(Task inputs)
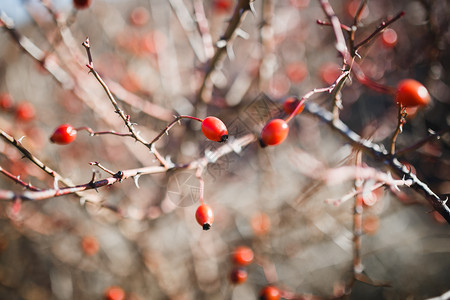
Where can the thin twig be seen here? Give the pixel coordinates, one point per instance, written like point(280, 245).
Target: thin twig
point(17, 179)
point(223, 47)
point(171, 124)
point(433, 135)
point(118, 110)
point(380, 28)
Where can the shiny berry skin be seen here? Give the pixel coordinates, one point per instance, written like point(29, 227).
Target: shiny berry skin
point(290, 104)
point(238, 275)
point(214, 129)
point(204, 216)
point(274, 133)
point(411, 93)
point(81, 4)
point(90, 245)
point(25, 111)
point(270, 293)
point(63, 135)
point(242, 256)
point(114, 293)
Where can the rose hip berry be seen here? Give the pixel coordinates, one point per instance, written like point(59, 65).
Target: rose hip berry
point(238, 275)
point(290, 104)
point(214, 129)
point(204, 216)
point(274, 133)
point(81, 4)
point(114, 293)
point(63, 135)
point(270, 293)
point(410, 93)
point(242, 256)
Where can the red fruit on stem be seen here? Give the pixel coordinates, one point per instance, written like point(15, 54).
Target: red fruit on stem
point(274, 133)
point(242, 256)
point(5, 101)
point(90, 245)
point(410, 93)
point(238, 275)
point(214, 129)
point(389, 38)
point(270, 293)
point(290, 104)
point(114, 293)
point(63, 135)
point(25, 111)
point(81, 4)
point(204, 216)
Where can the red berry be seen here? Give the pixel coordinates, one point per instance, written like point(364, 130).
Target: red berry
point(270, 293)
point(274, 133)
point(114, 293)
point(238, 275)
point(389, 38)
point(205, 216)
point(5, 101)
point(214, 129)
point(410, 92)
point(243, 256)
point(139, 16)
point(290, 104)
point(63, 135)
point(25, 111)
point(81, 4)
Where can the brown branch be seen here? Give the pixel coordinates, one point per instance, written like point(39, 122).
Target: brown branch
point(223, 45)
point(18, 180)
point(341, 45)
point(379, 153)
point(380, 28)
point(171, 124)
point(33, 158)
point(433, 135)
point(118, 110)
point(199, 164)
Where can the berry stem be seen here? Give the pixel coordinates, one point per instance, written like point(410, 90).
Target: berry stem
point(92, 132)
point(118, 110)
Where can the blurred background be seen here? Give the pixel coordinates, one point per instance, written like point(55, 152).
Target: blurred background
point(145, 240)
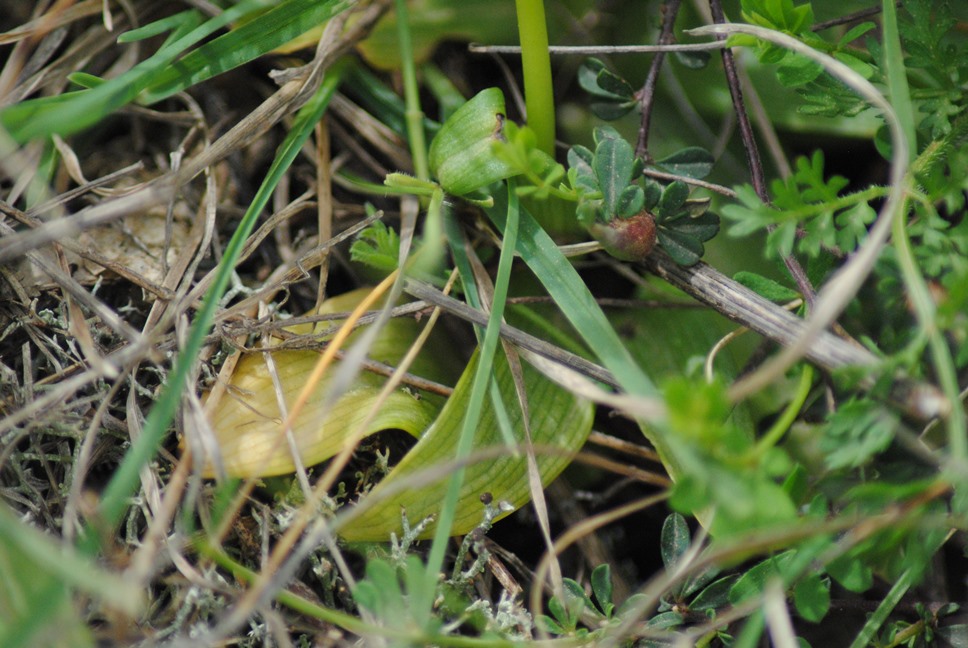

(Stated exercise) Convert the material above into a JSON list of strings, with one string for each line. Leave out blank lines and the pictures.

(Response below)
[
  "Where can the thin twig be seen here? Give the pixel coordinates, one point per instance, written like point(280, 245).",
  "Target: thin twig",
  "point(17, 179)",
  "point(223, 47)",
  "point(171, 124)",
  "point(433, 135)",
  "point(118, 110)",
  "point(380, 28)",
  "Where can the shiny berry skin be seen here? Give the pixel coordinates, one point per instance, written like point(29, 227).",
  "Target: shiny berry skin",
  "point(290, 104)",
  "point(238, 275)",
  "point(214, 129)",
  "point(204, 216)",
  "point(274, 133)",
  "point(411, 93)",
  "point(81, 4)",
  "point(90, 245)",
  "point(25, 111)",
  "point(270, 293)",
  "point(63, 135)",
  "point(242, 256)",
  "point(114, 293)",
  "Where can the rose hip berry be seen here? Give the pixel coordinates, one point per instance, written like point(59, 65).",
  "Target: rose hip berry",
  "point(238, 275)",
  "point(290, 104)",
  "point(214, 129)",
  "point(204, 216)",
  "point(274, 133)",
  "point(81, 4)",
  "point(114, 293)",
  "point(63, 135)",
  "point(270, 293)",
  "point(410, 93)",
  "point(242, 256)",
  "Where can the red fruit on stem be seen here? Give the pixel coordinates, one point per instance, written like point(15, 54).",
  "Target: red fruit on stem",
  "point(274, 133)",
  "point(242, 256)",
  "point(5, 101)",
  "point(90, 245)",
  "point(410, 93)",
  "point(238, 275)",
  "point(214, 129)",
  "point(389, 38)",
  "point(270, 293)",
  "point(290, 104)",
  "point(114, 293)",
  "point(63, 135)",
  "point(25, 111)",
  "point(81, 4)",
  "point(204, 216)",
  "Where can the red berry be seen here? Give the pixel coordinates, one point per instance, written like point(364, 130).",
  "Target: red berry",
  "point(270, 293)",
  "point(274, 133)",
  "point(114, 293)",
  "point(238, 275)",
  "point(389, 38)",
  "point(205, 216)",
  "point(5, 101)",
  "point(214, 129)",
  "point(410, 92)",
  "point(243, 256)",
  "point(139, 16)",
  "point(290, 104)",
  "point(63, 135)",
  "point(25, 111)",
  "point(81, 4)",
  "Where can the brown branch be seen here? Give the pixel coordinates, one point per instance, written like point(39, 122).",
  "Target: brown branch",
  "point(223, 45)",
  "point(18, 180)",
  "point(341, 45)",
  "point(379, 153)",
  "point(380, 28)",
  "point(171, 124)",
  "point(33, 158)",
  "point(433, 135)",
  "point(118, 110)",
  "point(199, 164)",
  "Where can the berry stem be seen here? Give the pixel coordinates, one point per instance, written like point(410, 90).",
  "Target: berry stem",
  "point(92, 132)",
  "point(118, 110)",
  "Where can the blurred background be seen here? Give the pixel coordinates, one point per instance, written like point(55, 152).",
  "Target: blurred background",
  "point(145, 240)"
]